Copy each of the following lines word for word, with no changes.

[BEGIN Data for this task]

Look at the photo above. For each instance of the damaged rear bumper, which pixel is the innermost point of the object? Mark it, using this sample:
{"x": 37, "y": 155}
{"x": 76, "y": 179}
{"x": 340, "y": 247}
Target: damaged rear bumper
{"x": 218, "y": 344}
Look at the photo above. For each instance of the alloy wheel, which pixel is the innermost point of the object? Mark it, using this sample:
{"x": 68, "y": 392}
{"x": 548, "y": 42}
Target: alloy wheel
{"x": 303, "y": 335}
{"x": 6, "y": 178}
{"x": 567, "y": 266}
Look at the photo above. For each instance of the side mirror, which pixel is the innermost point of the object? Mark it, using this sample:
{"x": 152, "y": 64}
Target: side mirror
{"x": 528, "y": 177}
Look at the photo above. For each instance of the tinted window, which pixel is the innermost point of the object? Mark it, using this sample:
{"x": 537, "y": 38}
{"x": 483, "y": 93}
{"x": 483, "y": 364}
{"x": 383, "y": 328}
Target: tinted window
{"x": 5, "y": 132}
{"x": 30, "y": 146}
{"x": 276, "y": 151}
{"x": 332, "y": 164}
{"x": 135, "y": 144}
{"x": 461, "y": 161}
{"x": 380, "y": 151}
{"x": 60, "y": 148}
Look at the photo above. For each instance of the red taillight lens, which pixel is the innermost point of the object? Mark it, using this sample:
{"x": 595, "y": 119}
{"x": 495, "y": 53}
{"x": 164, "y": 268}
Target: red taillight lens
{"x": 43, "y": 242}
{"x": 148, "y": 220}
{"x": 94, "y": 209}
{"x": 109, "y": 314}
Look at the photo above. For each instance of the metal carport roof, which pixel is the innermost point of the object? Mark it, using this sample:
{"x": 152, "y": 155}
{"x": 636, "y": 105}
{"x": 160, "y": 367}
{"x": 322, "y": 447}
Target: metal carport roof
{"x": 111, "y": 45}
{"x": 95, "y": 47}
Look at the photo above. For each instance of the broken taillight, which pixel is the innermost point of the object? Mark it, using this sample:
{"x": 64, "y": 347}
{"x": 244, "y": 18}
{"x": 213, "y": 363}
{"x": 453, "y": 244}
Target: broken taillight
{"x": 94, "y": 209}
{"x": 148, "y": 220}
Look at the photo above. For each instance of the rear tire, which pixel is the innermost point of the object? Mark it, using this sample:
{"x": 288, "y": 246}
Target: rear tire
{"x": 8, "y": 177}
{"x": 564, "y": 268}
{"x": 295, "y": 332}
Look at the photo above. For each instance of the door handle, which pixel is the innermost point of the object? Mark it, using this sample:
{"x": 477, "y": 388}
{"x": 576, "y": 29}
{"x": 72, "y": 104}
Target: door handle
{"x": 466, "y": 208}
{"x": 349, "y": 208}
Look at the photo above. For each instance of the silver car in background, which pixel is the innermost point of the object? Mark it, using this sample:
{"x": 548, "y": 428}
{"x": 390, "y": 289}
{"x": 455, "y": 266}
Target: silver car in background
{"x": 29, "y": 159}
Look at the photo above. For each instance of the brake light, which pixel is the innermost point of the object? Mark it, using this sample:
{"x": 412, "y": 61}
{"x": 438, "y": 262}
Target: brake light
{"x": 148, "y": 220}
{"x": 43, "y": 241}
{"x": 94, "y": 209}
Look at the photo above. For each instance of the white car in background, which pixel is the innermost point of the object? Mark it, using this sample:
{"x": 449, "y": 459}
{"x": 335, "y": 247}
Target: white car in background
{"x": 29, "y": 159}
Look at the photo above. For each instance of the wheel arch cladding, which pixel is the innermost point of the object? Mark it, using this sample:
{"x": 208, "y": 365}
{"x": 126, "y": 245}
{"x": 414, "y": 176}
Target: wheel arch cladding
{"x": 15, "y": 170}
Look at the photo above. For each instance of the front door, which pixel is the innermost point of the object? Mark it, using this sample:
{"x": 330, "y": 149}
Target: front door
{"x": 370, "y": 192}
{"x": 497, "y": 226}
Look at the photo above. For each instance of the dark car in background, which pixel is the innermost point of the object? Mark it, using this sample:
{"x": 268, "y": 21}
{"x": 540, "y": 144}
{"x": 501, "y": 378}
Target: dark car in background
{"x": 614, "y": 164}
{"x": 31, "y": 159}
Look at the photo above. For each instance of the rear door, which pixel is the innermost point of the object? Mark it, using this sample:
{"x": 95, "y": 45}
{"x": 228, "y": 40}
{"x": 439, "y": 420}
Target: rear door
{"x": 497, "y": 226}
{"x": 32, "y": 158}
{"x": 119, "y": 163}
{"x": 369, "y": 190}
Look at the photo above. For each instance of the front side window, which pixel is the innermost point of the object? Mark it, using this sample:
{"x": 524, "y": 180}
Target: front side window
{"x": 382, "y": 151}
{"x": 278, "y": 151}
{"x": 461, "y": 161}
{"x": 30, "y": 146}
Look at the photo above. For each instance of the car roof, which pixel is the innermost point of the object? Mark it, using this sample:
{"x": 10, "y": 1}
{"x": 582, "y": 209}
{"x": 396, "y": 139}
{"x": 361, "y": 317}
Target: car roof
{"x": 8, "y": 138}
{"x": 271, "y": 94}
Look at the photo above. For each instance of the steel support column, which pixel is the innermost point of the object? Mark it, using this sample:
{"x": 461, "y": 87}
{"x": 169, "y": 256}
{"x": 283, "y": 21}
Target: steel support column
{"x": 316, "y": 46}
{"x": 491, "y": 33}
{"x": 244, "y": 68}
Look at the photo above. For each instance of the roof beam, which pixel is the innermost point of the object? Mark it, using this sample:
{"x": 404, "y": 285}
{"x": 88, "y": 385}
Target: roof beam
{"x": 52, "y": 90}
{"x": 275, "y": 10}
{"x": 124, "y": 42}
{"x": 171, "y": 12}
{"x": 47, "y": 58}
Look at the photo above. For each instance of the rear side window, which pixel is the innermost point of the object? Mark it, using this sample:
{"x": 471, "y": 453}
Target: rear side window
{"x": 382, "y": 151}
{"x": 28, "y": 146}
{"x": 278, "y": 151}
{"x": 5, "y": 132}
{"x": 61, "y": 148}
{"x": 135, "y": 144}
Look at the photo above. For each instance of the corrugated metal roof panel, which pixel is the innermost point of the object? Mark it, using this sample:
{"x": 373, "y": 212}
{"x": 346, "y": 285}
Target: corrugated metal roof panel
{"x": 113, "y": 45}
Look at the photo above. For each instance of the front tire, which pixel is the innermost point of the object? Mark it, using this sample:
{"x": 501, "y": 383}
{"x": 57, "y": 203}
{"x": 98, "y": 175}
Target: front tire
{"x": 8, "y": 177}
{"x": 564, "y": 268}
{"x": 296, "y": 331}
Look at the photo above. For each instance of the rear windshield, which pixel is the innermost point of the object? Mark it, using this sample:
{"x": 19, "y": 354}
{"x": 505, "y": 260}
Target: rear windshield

[END Data for this task]

Solution below:
Look at the photo above. For each instance of the damaged rear bumper, which pixel is the innermost point of the object? Mark it, using this sample:
{"x": 37, "y": 155}
{"x": 76, "y": 179}
{"x": 340, "y": 247}
Target: damaged rear bumper
{"x": 218, "y": 344}
Look at the photo above. For each instance of the alloy wheel, which pixel is the innermost point of the object? Mark it, using this sample:
{"x": 68, "y": 392}
{"x": 548, "y": 42}
Target: alloy wheel
{"x": 303, "y": 335}
{"x": 6, "y": 178}
{"x": 567, "y": 266}
Look at the photo above. For each instance of the side mirror, which pixel is the innermost point of the object? Mark it, using this sample:
{"x": 152, "y": 64}
Target: side mirror
{"x": 528, "y": 177}
Look at the photo above. For each instance of the tinted window, which pixel is the innermost point of the object? Mark it, using this sample:
{"x": 537, "y": 38}
{"x": 483, "y": 93}
{"x": 483, "y": 364}
{"x": 383, "y": 328}
Target: tinted window
{"x": 5, "y": 132}
{"x": 30, "y": 146}
{"x": 276, "y": 151}
{"x": 332, "y": 164}
{"x": 135, "y": 144}
{"x": 461, "y": 161}
{"x": 380, "y": 151}
{"x": 60, "y": 148}
Look at the photo above. For each instance of the red taillight lens, which pixel is the innermost point of the object? Mark it, using this sample:
{"x": 595, "y": 119}
{"x": 495, "y": 53}
{"x": 164, "y": 268}
Target: red taillight lens
{"x": 43, "y": 242}
{"x": 148, "y": 220}
{"x": 94, "y": 209}
{"x": 109, "y": 314}
Look at the photo above. For each instance of the metal carport roof, which pixel is the innermost point of the object? Mark it, using this sample:
{"x": 152, "y": 155}
{"x": 636, "y": 105}
{"x": 160, "y": 367}
{"x": 322, "y": 447}
Target: metal carport roof
{"x": 111, "y": 45}
{"x": 95, "y": 47}
Look at the photo above. For each instance of the broken taillight, which pixel is the innermost point of the object? Mark it, using this sample:
{"x": 64, "y": 347}
{"x": 244, "y": 18}
{"x": 213, "y": 363}
{"x": 453, "y": 244}
Target: broken taillight
{"x": 94, "y": 209}
{"x": 148, "y": 220}
Look at the photo above. For each instance of the rear tire, which pixel is the innermost point of the object? Mark it, using this sample:
{"x": 288, "y": 246}
Target: rear tire
{"x": 8, "y": 177}
{"x": 564, "y": 268}
{"x": 295, "y": 332}
Look at the photo above. For each instance of the door handle, which pixel is the innermost point of the object? Mark it, using this sample:
{"x": 477, "y": 388}
{"x": 576, "y": 29}
{"x": 72, "y": 104}
Target: door handle
{"x": 466, "y": 208}
{"x": 349, "y": 208}
Look at the photo above. For each instance of the silver car in background, which pixel is the innermost point of the object? Mark it, using this sample:
{"x": 548, "y": 428}
{"x": 390, "y": 289}
{"x": 455, "y": 266}
Target: silver car in background
{"x": 29, "y": 159}
Look at the photo above. For each instance of the brake light, which pixel is the innermost point of the object? Mark it, using this sample:
{"x": 412, "y": 61}
{"x": 438, "y": 262}
Target: brake light
{"x": 148, "y": 220}
{"x": 43, "y": 241}
{"x": 94, "y": 209}
Look at the photo above. For each instance of the white car in background, which pixel is the innermost point of the object? Mark it, using this sample:
{"x": 449, "y": 459}
{"x": 335, "y": 247}
Target: white car in background
{"x": 29, "y": 159}
Look at the photo above. For each instance of the wheel arch cladding, which pixel is the innermost point of the object? Mark it, using this sample:
{"x": 208, "y": 365}
{"x": 126, "y": 245}
{"x": 414, "y": 176}
Target: wheel arch cladding
{"x": 15, "y": 170}
Look at the photo above. For each instance of the front door, which pixel is the innermost point of the object? Mark it, using this sample:
{"x": 330, "y": 149}
Target: front door
{"x": 370, "y": 192}
{"x": 497, "y": 226}
Look at the photo above. For each instance of the dark car in background, which pixel is the innermost point of the object? Mark it, using this sample:
{"x": 268, "y": 21}
{"x": 540, "y": 144}
{"x": 501, "y": 378}
Target: dark car in background
{"x": 614, "y": 164}
{"x": 31, "y": 159}
Look at the photo above. For each instance of the rear door, which pixel is the innermost point of the object? Mark it, using this sample:
{"x": 95, "y": 45}
{"x": 228, "y": 40}
{"x": 439, "y": 420}
Target: rear door
{"x": 497, "y": 226}
{"x": 32, "y": 158}
{"x": 119, "y": 163}
{"x": 369, "y": 190}
Look at the photo above. For each instance of the front side window, which pixel is the innermost point of the object? Mark it, using this sample:
{"x": 524, "y": 180}
Target: front side window
{"x": 382, "y": 151}
{"x": 278, "y": 151}
{"x": 461, "y": 161}
{"x": 30, "y": 146}
Look at the photo above. For each instance of the car roof, which pixel is the innermost point of the object? Mark it, using this sample:
{"x": 10, "y": 1}
{"x": 582, "y": 209}
{"x": 396, "y": 139}
{"x": 361, "y": 317}
Target: car roof
{"x": 8, "y": 138}
{"x": 271, "y": 94}
Look at the photo above. For each instance of the steel support column, which pixel is the innermost point of the object? Mark it, using this sample:
{"x": 461, "y": 87}
{"x": 169, "y": 256}
{"x": 283, "y": 21}
Target: steel support column
{"x": 316, "y": 46}
{"x": 491, "y": 33}
{"x": 244, "y": 68}
Look at the photo above. For each instance of the roof beam, which pixel is the innermost point of the object? Mark it, using this sample:
{"x": 404, "y": 285}
{"x": 88, "y": 385}
Target: roof beam
{"x": 52, "y": 90}
{"x": 275, "y": 10}
{"x": 124, "y": 42}
{"x": 171, "y": 12}
{"x": 47, "y": 58}
Look at the photo above. For each instance of the rear side window, which pixel is the innermost point of the object? Mark it, using this sample:
{"x": 471, "y": 453}
Target: rear side window
{"x": 382, "y": 151}
{"x": 28, "y": 146}
{"x": 278, "y": 151}
{"x": 5, "y": 132}
{"x": 61, "y": 148}
{"x": 135, "y": 144}
Look at the photo above. For each instance of the corrugated metal roof panel, which pixel is the innermost point of the object? Mark it, using this sample:
{"x": 373, "y": 212}
{"x": 346, "y": 285}
Target: corrugated metal roof panel
{"x": 113, "y": 45}
Look at the photo above. For each instance of the front tire, which pixel is the innermost point of the object? Mark it, using this sample:
{"x": 501, "y": 383}
{"x": 57, "y": 203}
{"x": 98, "y": 175}
Target: front tire
{"x": 8, "y": 177}
{"x": 564, "y": 268}
{"x": 296, "y": 331}
Look at the photo above. For each instance of the rear windshield, which pixel is the innermost point of the object? Mark it, using this sample:
{"x": 19, "y": 354}
{"x": 505, "y": 260}
Target: rear windshield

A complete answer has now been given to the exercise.